------ Excerto de origem ------
Factos não provados:
Facto 3)
-Que o crédito reclamado resulta tão-só e apenas de obras realizadas nos imóveis apreendidos e fundamentalmente do concreto crédito a imputar a cada um dos mencionados imóveis.
Facto 4)
- Qual o concreto valor do crédito em dívida relativamente a cada uma das verbas / imóveis.
XIV. A reapreciação/reponderação da matéria de facto, documentada e gravada - o que expressamente se requer ao abrigo do disposto no artigo 640.º do CPC –, conduzirá a diferente conclusão quanto ao desfecho da presente acção.
XV. Efectivamente, não resultou provado que o crédito reclamado resultasse tão-só e apenas de obras realizadas nos imóveis apreendidos e fundamentalmente do concreto crédito a imputar a cada um dos mencionados imóveis.
XVI. Dito de outro modo, não resultou provado que o crédito reclamado pela Edificadora (…), Lda. respeite no seu todo a obras realizadas apenas nos imóveis apreendidos sob as verbas n.º 116 a 151 do lote 39, n.ºs 152 a 179 do lote 44 e n.ºs 181 a 197 do auto de apreensão.
XVII. Muito menos, qual o concreto valor do crédito em divida relativamente a cada uma das verbas / imóveis.
XVIII. Com efeito, a credora em causa afirma exercer direito de retenção sobre as fracções "D", "H", "G", "F", "E", "M", "L", "I", "Q", "N", “S", “AA”, "V", "AE" , "AC", “AB", "AI", "AN", "AM", "AL", "AP", “AO", "AV", "AT", "AS", "BB", "AX", "BC", "BD", "BE", "BF", "BG", "BH", "BI", "BJ", "BL" e "BO", todas sitas em (…), (…), Lote 39, inscritas na matriz predial sob o artigo (…) da freguesia da (…), concelho de Tavira, e descritas sob o n.º (…) da Conservatória do Registo Predial de Tavira.
XIX. E sobre as fracções "B", "C", "D", "E", "F", "H", “I", "J", “L", “M", "N", “O”, "P", "Q", "R”, "S", "T", "U", "V", "X", "Z", "AA", "AB", "AC", "AD", "AE", "AF", e "AG", todas sitas em (…), (…), Lote 44, inscritas na matriz predial sob o artigo (…) da freguesia de (…), concelho de Tavira, e descritas sob o n.º (…) da Conservatória do Registo Predial de Tavira.
------
# Objetivos:
1 - Devolva, por favor, tudo o que no excerto vai desde "XIV. A reapreciação/reponderação" até "da presente acção.".
2 - Responda com base no excerto:
(a) Ao abrigo de que artigo do CPC se requer a reapreciação da matéria de facto?
(b) Que números do auto de apreensão correspondem às verbas do lote 44?
(c) Em que concelho ficam as frações dos lotes 39 e 44?
A listagem não tem qualquer relação com o excerto.
------ Dados guardados ------
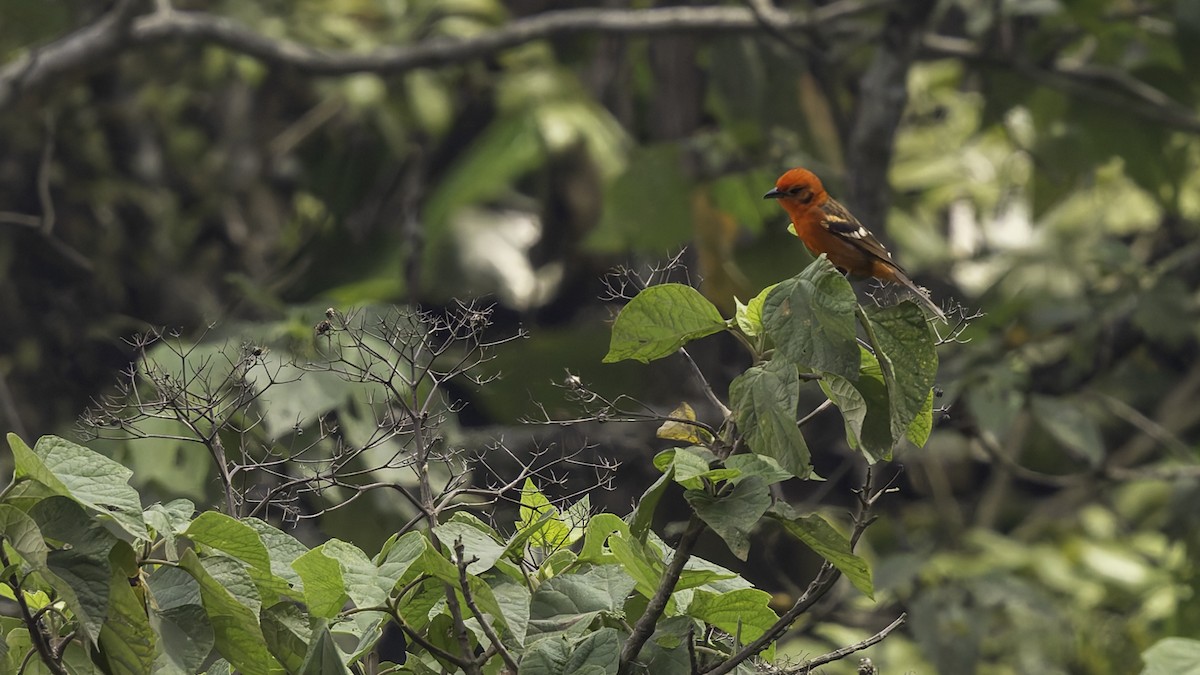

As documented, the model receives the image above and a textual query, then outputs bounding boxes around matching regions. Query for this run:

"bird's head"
------
------ Dados guardados ------
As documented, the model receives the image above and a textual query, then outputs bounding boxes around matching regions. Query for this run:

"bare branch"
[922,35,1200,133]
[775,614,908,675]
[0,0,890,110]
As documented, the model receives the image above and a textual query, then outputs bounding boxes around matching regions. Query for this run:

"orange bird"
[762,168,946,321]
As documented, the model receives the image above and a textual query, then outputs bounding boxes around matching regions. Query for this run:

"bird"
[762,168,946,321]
------
------ Dados guardados ------
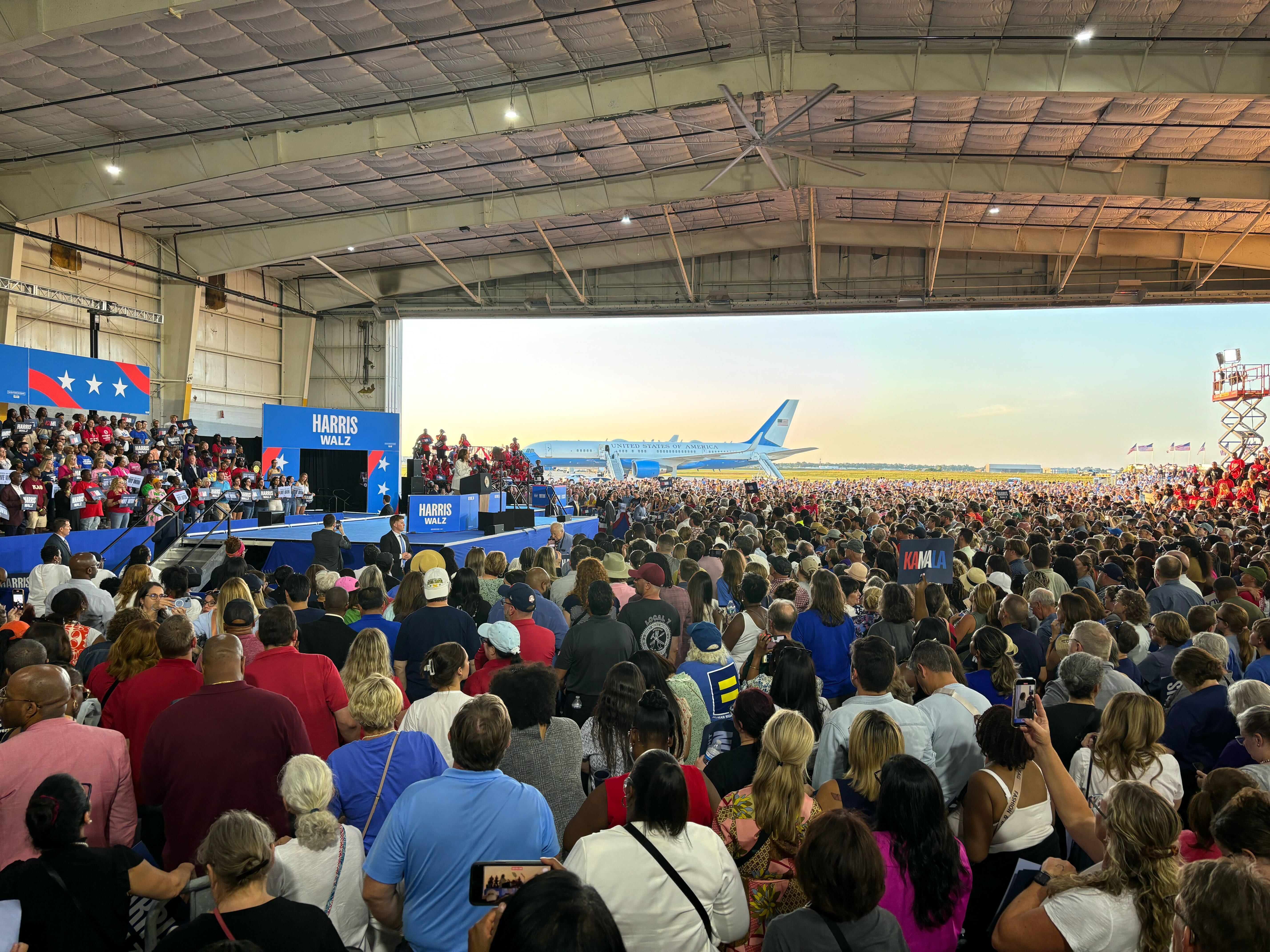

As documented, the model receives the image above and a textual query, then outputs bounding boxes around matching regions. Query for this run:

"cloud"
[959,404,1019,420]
------
# Respostas dadas:
1 -
XIV. A reapreciação/reponderação da matéria de facto, documentada e gravada - o que expressamente se requer ao abrigo do disposto no artigo 640.º do CPC –, conduzirá a diferente conclusão quanto ao desfecho da presente acção.

2 -
(a) Artigo 640.º do CPC.
(b) As verbas n.ºs 152 a 179.
(c) Tavira.